#### TASK TO CARRY OUT
Reprint the entries without altering anything.

#### DATA PROVIDED
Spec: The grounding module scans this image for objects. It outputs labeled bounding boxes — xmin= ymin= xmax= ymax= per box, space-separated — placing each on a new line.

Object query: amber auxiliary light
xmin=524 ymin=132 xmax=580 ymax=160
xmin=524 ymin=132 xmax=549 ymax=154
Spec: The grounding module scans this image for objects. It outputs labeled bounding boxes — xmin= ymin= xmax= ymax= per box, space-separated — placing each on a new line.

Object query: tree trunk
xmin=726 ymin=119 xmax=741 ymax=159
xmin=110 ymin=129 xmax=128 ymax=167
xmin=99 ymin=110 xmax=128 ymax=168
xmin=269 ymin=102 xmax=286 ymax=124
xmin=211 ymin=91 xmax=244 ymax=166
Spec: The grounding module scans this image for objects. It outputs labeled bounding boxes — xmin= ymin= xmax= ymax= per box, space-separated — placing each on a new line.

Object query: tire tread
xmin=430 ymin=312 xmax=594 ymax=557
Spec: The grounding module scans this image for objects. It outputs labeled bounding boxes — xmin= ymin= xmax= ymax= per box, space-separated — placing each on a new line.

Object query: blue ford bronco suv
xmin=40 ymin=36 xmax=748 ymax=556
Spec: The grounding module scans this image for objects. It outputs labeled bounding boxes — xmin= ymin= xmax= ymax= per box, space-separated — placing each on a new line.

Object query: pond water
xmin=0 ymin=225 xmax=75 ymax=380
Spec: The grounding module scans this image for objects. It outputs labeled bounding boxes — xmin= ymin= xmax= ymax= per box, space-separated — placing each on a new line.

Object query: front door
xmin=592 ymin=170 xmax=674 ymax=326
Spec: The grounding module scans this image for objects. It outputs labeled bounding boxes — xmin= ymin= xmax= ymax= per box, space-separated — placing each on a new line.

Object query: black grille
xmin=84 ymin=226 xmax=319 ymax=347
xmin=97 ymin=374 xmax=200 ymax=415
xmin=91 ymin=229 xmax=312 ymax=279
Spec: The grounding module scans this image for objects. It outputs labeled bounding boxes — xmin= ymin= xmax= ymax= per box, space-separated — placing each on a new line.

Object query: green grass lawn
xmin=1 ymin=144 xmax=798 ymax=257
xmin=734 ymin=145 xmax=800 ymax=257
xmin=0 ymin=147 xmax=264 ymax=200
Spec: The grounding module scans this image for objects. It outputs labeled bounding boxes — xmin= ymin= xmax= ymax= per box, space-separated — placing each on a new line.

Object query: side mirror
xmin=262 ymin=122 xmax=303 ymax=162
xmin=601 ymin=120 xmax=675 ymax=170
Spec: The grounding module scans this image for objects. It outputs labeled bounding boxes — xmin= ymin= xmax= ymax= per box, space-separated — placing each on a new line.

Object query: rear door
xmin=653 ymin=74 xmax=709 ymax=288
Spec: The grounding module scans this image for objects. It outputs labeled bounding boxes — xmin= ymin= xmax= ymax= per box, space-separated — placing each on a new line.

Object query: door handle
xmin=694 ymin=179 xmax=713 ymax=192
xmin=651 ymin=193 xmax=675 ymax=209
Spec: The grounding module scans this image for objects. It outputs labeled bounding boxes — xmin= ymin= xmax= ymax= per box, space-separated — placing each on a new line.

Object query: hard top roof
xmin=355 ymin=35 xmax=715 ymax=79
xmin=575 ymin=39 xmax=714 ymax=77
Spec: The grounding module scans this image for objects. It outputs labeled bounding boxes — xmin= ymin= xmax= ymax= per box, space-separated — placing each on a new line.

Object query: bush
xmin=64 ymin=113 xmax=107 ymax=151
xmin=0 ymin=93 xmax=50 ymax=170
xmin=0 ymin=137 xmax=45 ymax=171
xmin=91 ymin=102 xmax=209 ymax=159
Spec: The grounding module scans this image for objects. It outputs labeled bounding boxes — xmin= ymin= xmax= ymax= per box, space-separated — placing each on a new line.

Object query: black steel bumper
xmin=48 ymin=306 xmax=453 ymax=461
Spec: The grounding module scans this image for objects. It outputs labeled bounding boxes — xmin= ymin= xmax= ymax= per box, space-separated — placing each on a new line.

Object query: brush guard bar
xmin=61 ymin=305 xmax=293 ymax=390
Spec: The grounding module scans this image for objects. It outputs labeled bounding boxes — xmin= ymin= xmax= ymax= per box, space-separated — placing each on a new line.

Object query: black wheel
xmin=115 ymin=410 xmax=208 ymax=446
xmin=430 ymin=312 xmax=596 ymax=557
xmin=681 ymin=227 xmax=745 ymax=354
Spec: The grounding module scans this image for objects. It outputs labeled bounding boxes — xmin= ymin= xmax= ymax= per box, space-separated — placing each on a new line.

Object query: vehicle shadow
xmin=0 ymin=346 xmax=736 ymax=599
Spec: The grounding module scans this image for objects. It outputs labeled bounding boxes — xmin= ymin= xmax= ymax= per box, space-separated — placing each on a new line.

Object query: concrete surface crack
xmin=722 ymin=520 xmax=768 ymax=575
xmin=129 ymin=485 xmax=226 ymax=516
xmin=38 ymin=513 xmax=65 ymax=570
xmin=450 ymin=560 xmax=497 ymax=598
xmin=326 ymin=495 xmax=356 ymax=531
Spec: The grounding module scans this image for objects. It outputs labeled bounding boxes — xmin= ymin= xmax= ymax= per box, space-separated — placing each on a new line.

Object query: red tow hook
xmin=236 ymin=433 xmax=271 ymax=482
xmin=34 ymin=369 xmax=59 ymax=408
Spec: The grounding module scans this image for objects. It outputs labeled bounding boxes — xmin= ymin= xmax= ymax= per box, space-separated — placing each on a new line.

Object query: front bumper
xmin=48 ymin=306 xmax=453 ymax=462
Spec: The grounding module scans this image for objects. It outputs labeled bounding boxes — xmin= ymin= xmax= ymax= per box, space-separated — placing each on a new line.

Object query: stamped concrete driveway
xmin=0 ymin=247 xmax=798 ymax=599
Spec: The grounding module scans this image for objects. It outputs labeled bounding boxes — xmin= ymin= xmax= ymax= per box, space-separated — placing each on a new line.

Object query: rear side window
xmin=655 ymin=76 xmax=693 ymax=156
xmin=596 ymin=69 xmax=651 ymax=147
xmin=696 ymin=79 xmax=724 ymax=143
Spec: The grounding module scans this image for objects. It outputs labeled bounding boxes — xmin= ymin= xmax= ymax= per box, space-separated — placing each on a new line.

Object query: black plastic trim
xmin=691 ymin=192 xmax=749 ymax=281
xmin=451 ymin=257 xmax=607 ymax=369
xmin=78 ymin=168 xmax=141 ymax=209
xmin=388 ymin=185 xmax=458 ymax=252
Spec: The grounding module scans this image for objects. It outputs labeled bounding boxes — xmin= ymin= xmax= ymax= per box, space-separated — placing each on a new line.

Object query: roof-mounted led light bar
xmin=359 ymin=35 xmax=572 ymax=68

#### RESULT BELOW
Spec: The grounding module scans this image for objects. It outputs labeled bounding boxes — xmin= ymin= xmax= ymax= per box, space-separated — placing each on a new line.

Object query: amber auxiliary light
xmin=524 ymin=132 xmax=580 ymax=160
xmin=524 ymin=132 xmax=549 ymax=154
Spec: The grounding module scans this image for objects. It outputs labeled bounding boxes — xmin= ymin= xmax= ymax= per box, space-separated — placing each on a new line.

Object query: tree trunk
xmin=726 ymin=119 xmax=741 ymax=159
xmin=110 ymin=129 xmax=128 ymax=167
xmin=99 ymin=110 xmax=128 ymax=168
xmin=269 ymin=102 xmax=286 ymax=124
xmin=211 ymin=91 xmax=244 ymax=166
Spec: The grounding module scans this image for objects. It outputs labeled bounding boxes — xmin= ymin= xmax= ymax= per box, space-separated — placing each on a new line.

Object query: tire tread
xmin=430 ymin=312 xmax=594 ymax=557
Spec: The grounding module scans this image for objects. It outputs labeled bounding boxes — xmin= ymin= xmax= ymax= per box, space-separated — placing each on a new line.

Object query: blue ford bronco suv
xmin=40 ymin=36 xmax=748 ymax=556
Spec: The grounding module scans this image for objects. It outputs labeled bounding boxes — xmin= ymin= xmax= ymax= per box, space-separated — placing each on a new line.

Object query: pond water
xmin=0 ymin=225 xmax=75 ymax=380
Spec: The grounding module scans this image for objects. It outputs labeled bounding boxes — xmin= ymin= xmax= ymax= per box, space-separated — placing each on a new line.

Object query: front door
xmin=592 ymin=170 xmax=674 ymax=326
Spec: The grounding module scans this image for objects. It outputs labeled bounding boxes — xmin= ymin= xmax= ymax= per box, space-separated — placing each on a new line.

Object query: black grille
xmin=84 ymin=226 xmax=319 ymax=347
xmin=97 ymin=374 xmax=200 ymax=415
xmin=91 ymin=229 xmax=312 ymax=279
Spec: The grounding module scans this image for objects. It outputs labeled bounding boxes — xmin= ymin= xmax= ymax= per box, space-separated — placing each on a new line.

Object query: green grass lawn
xmin=1 ymin=144 xmax=798 ymax=257
xmin=734 ymin=145 xmax=800 ymax=257
xmin=0 ymin=147 xmax=264 ymax=200
Spec: The grounding module scans this image for objects. It outputs labeled bounding boxes — xmin= ymin= xmax= ymax= per box, space-separated — placing each on a new line.

Object query: side mirror
xmin=262 ymin=122 xmax=303 ymax=162
xmin=601 ymin=120 xmax=675 ymax=170
Spec: The grounding module scans this image for objects. It outputs labeled bounding boxes — xmin= ymin= xmax= ymax= per box, space-separated — placing each on a new line.

Object query: rear door
xmin=653 ymin=74 xmax=709 ymax=288
Spec: The grounding module scans this image for objects. It outputs labeled bounding boxes — xmin= ymin= xmax= ymax= per box, space-separated — placing each on a new line.

Object query: door handle
xmin=694 ymin=179 xmax=713 ymax=192
xmin=651 ymin=193 xmax=675 ymax=209
Spec: The grounding module scans this image for objects. It outputs labeled bounding boxes — xmin= ymin= xmax= ymax= per box, space-separated — placing each on a new line.

Object query: hard top roof
xmin=355 ymin=35 xmax=715 ymax=79
xmin=575 ymin=39 xmax=714 ymax=77
Spec: The grounding module scans this image for objects. It outputs labeled bounding boxes — xmin= ymin= xmax= ymax= per box, space-separated — placing each on a new line.

Object query: bush
xmin=64 ymin=113 xmax=107 ymax=151
xmin=0 ymin=93 xmax=50 ymax=170
xmin=0 ymin=137 xmax=45 ymax=171
xmin=91 ymin=102 xmax=209 ymax=159
Spec: The grounding module scans this image for objects. It outputs labeled bounding boxes — xmin= ymin= xmax= ymax= per box, space-separated — placing each on a new line.

Object query: black steel bumper
xmin=48 ymin=306 xmax=453 ymax=461
Spec: The grounding module scans this image for objects. It outputs labeled bounding boxes — xmin= ymin= xmax= ymax= per box, space-separated — placing each on a new line.

Object query: brush guard bar
xmin=61 ymin=305 xmax=293 ymax=390
Spec: The grounding module scans this image for objects. It outputs labeled bounding boxes — xmin= ymin= xmax= ymax= per box, space-separated — placing each on a new line.

Object query: black wheel
xmin=115 ymin=410 xmax=208 ymax=446
xmin=430 ymin=312 xmax=596 ymax=557
xmin=681 ymin=227 xmax=745 ymax=354
Spec: The grounding module scans this image for objects. It outputs labeled bounding boxes — xmin= ymin= xmax= ymax= per box, space-separated — placing each on a new line.

Object query: vehicle shadow
xmin=0 ymin=346 xmax=736 ymax=599
Spec: The grounding module scans this image for objects. It outputs labeled bounding boxes — xmin= ymin= xmax= ymax= per box, space-separated — placing each on a new line.

Object query: concrete surface crack
xmin=722 ymin=520 xmax=768 ymax=575
xmin=129 ymin=485 xmax=226 ymax=516
xmin=38 ymin=513 xmax=65 ymax=570
xmin=450 ymin=560 xmax=497 ymax=598
xmin=326 ymin=495 xmax=356 ymax=531
Spec: The grounding module scans this image for objects. It outputs labeled bounding boxes — xmin= ymin= xmax= ymax= per box, space-separated — placing each on a new line.

Object query: red tow hook
xmin=236 ymin=433 xmax=271 ymax=482
xmin=34 ymin=369 xmax=59 ymax=408
Spec: The grounding module scans this image for objects. It outputs labeled bounding boxes — xmin= ymin= xmax= ymax= per box, space-separated — placing each on a new line.

Object query: front bumper
xmin=48 ymin=306 xmax=453 ymax=462
Spec: The grounding module scans this image for objects. It outputs labeled bounding boxes — xmin= ymin= xmax= ymax= per box, space-separated — placing each on a new line.

Object query: stamped concrete driveway
xmin=0 ymin=247 xmax=798 ymax=599
Spec: The grounding module scans this image for objects. It outputs labeled bounding boxes — xmin= ymin= xmax= ymax= per box, space-separated — placing each on a new line.

Object query: rear side window
xmin=655 ymin=76 xmax=693 ymax=156
xmin=596 ymin=69 xmax=651 ymax=147
xmin=696 ymin=79 xmax=724 ymax=143
Spec: The grounding module scans this image for objects. It outputs labeled bounding boxes — xmin= ymin= xmax= ymax= per box, space-separated — placing each on a new line.

Object query: black plastic trim
xmin=691 ymin=192 xmax=749 ymax=281
xmin=451 ymin=257 xmax=607 ymax=369
xmin=78 ymin=168 xmax=141 ymax=209
xmin=388 ymin=185 xmax=458 ymax=252
Spec: The grounding module scans this image for objects. It outputs labeled bounding boxes — xmin= ymin= xmax= ymax= per box, space-separated — placing each on a new line.

Object query: roof-mounted led light bar
xmin=359 ymin=35 xmax=572 ymax=68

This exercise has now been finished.